9 min read · Siding Replacement
If your home was built or re-sided between about 1980 and the mid-1990s and the boards are swelling, buckling, or crumbling worst along their bottom edges, you likely have hardboard siding — pressed wood fiber bonded with resin, of which Masonite was the dominant brand. It looked like painted wood and cost less, but it had a fundamental flaw: it wicks water into its pressed-fiber core and, unlike solid wood, stays swollen and degrades back toward sawdust. The problem was severe and widespread enough to drive a nationwide class-action settlement in 1998. The product is long discontinued, the claims program is closed, and today's owners simply have a wall that needs replacing. This guide covers how to identify it, the documented history, and the durable fix.
What hardboard (Masonite) siding is
Hardboard siding is an engineered product made from wood fibers and sawdust — often mill leftovers — bound with wax and resin under heat and pressure, then pressed into smooth or wood-grain-embossed boards. 'Masonite' was the dominant brand name, but 'hardboard,' 'pressboard,' and 'composite wood' siding all refer to the same general class. It was popular from roughly 1980 into the mid-1990s as an affordable wood-look lap siding. Per building-science references like InspectAPedia, boards often carry a back-side stamp (for example 'MASONITE BRAND … ANSI/AHA 135.6') that helps confirm identification.

- _Record extracts_
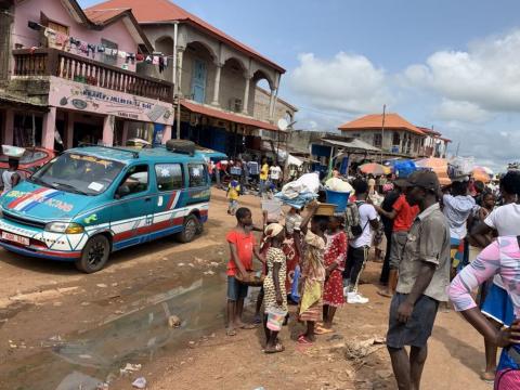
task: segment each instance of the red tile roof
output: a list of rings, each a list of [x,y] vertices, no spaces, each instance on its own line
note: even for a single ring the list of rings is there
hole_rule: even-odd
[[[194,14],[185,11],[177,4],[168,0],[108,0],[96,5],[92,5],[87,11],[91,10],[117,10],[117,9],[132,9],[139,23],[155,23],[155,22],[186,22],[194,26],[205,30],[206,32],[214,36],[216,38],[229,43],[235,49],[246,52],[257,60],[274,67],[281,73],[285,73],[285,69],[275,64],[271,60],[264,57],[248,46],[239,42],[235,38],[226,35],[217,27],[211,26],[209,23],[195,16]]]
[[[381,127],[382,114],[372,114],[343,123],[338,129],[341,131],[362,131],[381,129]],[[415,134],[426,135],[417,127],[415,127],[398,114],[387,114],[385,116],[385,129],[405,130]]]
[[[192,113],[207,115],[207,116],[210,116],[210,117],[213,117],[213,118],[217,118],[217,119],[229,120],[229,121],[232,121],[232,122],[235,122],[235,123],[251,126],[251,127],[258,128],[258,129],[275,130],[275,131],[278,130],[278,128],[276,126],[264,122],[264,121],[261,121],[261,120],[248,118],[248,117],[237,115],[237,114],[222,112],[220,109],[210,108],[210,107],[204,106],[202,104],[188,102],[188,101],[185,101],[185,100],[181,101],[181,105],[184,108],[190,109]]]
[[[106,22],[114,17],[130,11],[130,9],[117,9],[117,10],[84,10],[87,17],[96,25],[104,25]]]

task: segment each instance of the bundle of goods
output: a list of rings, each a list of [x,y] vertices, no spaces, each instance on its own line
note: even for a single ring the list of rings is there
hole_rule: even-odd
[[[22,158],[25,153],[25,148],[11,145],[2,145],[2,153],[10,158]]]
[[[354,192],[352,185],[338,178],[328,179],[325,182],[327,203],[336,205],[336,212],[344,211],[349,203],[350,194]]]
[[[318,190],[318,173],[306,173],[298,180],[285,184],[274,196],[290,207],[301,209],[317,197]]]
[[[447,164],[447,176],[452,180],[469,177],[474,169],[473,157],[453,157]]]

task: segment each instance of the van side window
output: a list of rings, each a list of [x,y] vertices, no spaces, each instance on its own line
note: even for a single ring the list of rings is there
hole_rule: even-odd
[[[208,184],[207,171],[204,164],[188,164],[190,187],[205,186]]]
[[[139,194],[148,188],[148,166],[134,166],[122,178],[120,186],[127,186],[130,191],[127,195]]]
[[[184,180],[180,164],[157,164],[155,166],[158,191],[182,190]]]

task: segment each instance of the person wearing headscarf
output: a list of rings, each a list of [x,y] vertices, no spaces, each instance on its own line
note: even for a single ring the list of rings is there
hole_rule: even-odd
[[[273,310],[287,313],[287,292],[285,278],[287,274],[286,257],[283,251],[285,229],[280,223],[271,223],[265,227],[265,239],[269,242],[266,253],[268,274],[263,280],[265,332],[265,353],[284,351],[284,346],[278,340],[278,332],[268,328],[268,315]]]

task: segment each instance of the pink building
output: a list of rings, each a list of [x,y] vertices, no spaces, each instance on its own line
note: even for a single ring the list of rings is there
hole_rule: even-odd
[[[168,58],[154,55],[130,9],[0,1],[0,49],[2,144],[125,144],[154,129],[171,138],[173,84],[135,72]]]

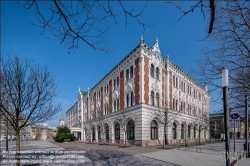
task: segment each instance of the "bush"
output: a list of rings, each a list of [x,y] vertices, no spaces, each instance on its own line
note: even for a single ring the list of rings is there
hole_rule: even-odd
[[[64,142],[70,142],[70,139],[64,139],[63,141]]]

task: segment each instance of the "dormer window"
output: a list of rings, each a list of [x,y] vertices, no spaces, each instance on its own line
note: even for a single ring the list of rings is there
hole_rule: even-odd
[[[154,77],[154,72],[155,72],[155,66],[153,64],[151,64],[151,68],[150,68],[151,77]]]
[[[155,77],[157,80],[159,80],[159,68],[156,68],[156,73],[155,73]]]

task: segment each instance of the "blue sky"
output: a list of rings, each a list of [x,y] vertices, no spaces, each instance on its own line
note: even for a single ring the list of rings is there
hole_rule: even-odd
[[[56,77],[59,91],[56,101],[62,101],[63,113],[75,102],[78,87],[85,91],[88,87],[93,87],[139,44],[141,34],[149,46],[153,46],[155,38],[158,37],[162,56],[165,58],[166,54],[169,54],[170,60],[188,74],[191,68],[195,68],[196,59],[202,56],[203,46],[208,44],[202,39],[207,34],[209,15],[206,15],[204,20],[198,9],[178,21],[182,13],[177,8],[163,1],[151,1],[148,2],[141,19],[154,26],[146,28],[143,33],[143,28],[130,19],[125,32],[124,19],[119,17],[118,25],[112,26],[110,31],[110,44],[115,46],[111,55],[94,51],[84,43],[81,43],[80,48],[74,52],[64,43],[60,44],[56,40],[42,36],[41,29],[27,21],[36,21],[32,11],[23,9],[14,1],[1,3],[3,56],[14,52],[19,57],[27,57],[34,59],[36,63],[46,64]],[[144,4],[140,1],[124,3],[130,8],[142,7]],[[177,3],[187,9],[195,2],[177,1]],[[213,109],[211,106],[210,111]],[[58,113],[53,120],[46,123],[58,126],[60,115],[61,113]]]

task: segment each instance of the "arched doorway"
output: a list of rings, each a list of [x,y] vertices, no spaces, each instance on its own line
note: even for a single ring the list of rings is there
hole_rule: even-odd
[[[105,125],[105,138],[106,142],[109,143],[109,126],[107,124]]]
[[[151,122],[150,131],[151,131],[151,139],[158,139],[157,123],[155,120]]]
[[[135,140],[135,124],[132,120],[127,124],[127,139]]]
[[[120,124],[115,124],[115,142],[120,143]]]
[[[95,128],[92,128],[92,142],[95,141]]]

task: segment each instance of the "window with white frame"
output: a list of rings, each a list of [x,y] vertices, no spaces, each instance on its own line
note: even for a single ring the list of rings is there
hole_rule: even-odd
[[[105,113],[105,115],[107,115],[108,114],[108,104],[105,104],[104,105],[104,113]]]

- _Directions_
1. Reproduce the hardboard siding text in full, word for word.
2. How many lines of the records contain the string "segment"? Reply with the number only.
The records are unrelated to the text.

- _Completed exercise_
1.
9 min read · Siding Replacement
If your home was built or re-sided between about 1980 and the mid-1990s and the boards are swelling, buckling, or crumbling worst along their bottom edges, you likely have hardboard siding — pressed wood fiber bonded with resin, of which Masonite was the dominant brand. It looked like painted wood and cost less, but it had a fundamental flaw: it wicks water into its pressed-fiber core and, unlike solid wood, stays swollen and degrades back toward sawdust. The problem was severe and widespread enough to drive a nationwide class-action settlement in 1998. The product is long discontinued, the claims program is closed, and today's owners simply have a wall that needs replacing. This guide covers how to identify it, the documented history, and the durable fix.
What hardboard (Masonite) siding is
Hardboard siding is an engineered product made from wood fibers and sawdust — often mill leftovers — bound with wax and resin under heat and pressure, then pressed into smooth or wood-grain-embossed boards. 'Masonite' was the dominant brand name, but 'hardboard,' 'pressboard,' and 'composite wood' siding all refer to the same general class. It was popular from roughly 1980 into the mid-1990s as an affordable wood-look lap siding. Per building-science references like InspectAPedia, boards often carry a back-side stamp (for example 'MASONITE BRAND … ANSI/AHA 135.6') that helps confirm identification.

2. 10